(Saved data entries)
Start of Block

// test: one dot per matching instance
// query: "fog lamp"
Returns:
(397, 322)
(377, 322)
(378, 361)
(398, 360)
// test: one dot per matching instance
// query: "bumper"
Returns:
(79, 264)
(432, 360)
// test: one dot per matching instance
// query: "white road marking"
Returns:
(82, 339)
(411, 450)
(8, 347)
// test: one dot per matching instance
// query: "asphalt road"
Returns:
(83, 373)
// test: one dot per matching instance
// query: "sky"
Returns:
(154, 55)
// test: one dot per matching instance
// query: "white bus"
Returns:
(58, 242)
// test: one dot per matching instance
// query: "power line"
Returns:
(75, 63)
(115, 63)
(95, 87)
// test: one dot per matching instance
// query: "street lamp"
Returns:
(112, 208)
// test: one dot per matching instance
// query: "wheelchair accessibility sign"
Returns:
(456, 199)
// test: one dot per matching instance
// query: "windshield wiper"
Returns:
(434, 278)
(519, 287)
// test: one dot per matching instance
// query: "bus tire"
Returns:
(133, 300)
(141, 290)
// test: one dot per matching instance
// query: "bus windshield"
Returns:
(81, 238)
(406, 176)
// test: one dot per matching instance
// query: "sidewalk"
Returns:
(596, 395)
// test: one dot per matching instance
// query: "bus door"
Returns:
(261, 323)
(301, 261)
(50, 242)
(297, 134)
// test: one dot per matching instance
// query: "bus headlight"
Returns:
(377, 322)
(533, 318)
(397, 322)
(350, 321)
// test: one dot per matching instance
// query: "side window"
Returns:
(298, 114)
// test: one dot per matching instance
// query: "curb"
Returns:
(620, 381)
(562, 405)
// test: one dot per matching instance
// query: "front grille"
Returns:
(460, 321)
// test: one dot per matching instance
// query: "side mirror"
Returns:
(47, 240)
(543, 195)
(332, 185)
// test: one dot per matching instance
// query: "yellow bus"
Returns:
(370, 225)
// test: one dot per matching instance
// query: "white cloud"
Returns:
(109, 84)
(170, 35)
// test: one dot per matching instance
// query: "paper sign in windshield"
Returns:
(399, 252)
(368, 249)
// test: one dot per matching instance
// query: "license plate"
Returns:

End of Block

Each line of the data must be returned exactly.

// test: one dot per matching instance
// query: "fog lamp"
Returns:
(397, 322)
(377, 322)
(378, 361)
(398, 360)
// test: one dot per matching instance
// query: "bumper"
Returns:
(79, 264)
(432, 360)
// test: one dot per matching instance
// query: "white road marking"
Returns:
(82, 339)
(411, 450)
(8, 347)
// test: one dot per matching instance
// query: "asphalt road"
Returns:
(83, 373)
// test: one dot per matching instance
// query: "sky"
Returns:
(154, 55)
// test: one dot per matching instance
// query: "white bus"
Returns:
(58, 242)
// test: one dot per matching instance
// query: "power line"
Returns:
(75, 63)
(115, 63)
(95, 87)
// test: one dot per matching instance
// query: "street lamp"
Returns:
(112, 208)
// test: one dot per matching instance
// query: "wheelchair accessibility sign"
Returns:
(456, 199)
// test: one dot per matching instance
// query: "windshield wiper"
Returns:
(434, 278)
(519, 287)
// test: one dot per matching instance
// query: "bus tire"
Returns:
(133, 300)
(141, 290)
// test: one dot per matching instance
// query: "bus windshield"
Returns:
(81, 238)
(406, 176)
// test: one dot per matching instance
// query: "sidewalk"
Returns:
(596, 395)
// test: one dot per matching instance
// query: "bus door"
Returns:
(261, 323)
(301, 261)
(50, 242)
(297, 134)
// test: one dot per matching instance
// query: "bus headlight"
Returns:
(377, 322)
(533, 318)
(397, 322)
(350, 321)
// test: one dot per matching instance
// query: "side window"
Returns:
(298, 114)
// test: one dot per matching instance
// query: "curb"
Returns:
(620, 381)
(562, 405)
// test: one dot per matching instance
// query: "front grille"
Returns:
(460, 321)
// test: one dot per matching instance
// query: "side mirror"
Returns:
(47, 240)
(543, 195)
(332, 185)
// test: one dot per matching instance
// query: "yellow bus"
Returns:
(370, 225)
// test: one dot per matching instance
// query: "white cloud"
Returns:
(109, 84)
(170, 35)
// test: one dot per matching instance
// query: "paper sign in windshield"
Returns:
(399, 252)
(368, 249)
// test: one dot per matching instance
// query: "license plate"
Returns:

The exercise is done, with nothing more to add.